*ABOUT THIS EXERCISE*
Reproduce the top of the data verbatim, through and including the line that contains "box: [235, 52, 322, 75]".

*SOURCE DATA*
· · · ·
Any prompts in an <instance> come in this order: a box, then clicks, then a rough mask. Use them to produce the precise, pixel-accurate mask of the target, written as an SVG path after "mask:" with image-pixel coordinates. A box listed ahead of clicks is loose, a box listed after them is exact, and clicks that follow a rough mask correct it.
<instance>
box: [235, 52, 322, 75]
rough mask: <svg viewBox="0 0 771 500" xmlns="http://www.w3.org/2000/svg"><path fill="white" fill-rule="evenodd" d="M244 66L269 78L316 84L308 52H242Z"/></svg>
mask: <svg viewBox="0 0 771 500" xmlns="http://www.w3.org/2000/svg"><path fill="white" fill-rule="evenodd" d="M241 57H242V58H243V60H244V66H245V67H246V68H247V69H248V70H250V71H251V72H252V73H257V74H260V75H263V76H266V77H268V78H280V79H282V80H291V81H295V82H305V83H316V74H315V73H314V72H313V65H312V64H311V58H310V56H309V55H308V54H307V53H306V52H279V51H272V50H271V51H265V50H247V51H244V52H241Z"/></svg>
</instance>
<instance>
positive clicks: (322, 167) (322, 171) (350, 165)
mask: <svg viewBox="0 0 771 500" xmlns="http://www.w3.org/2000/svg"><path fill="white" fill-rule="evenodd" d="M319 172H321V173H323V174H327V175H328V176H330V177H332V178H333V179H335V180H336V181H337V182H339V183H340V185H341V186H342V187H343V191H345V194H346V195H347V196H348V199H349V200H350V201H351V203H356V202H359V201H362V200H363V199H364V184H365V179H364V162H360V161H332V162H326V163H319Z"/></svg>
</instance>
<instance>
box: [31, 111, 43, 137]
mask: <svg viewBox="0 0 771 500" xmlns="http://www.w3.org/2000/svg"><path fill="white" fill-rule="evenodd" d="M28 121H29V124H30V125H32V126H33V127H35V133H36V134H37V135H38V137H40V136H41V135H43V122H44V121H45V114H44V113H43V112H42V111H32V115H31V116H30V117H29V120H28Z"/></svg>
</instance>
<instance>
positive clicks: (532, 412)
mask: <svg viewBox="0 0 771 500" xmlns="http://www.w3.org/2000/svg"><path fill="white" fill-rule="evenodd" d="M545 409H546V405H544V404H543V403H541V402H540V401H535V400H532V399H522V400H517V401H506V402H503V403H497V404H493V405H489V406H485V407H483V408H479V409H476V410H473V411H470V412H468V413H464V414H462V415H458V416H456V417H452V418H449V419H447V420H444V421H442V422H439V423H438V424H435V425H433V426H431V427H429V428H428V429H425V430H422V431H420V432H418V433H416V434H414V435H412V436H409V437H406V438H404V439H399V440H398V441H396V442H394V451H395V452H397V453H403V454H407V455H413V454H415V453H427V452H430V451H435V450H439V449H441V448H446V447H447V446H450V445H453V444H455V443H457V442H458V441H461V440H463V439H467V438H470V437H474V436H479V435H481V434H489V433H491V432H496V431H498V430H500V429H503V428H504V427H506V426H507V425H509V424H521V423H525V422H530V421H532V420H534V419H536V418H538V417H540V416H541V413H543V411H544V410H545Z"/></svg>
· · · ·
*SOLUTION FOR THIS PROBLEM*
Any prompts in an <instance> come in this order: a box, then clicks, then a rough mask. Use them to produce the precise, pixel-accurate mask of the target, written as an SVG path after "mask:" with image-pixel coordinates. A box listed ahead of clicks is loose, a box listed after them is exact, and clicks that follow a rough mask correct it.
<instance>
box: [235, 52, 322, 75]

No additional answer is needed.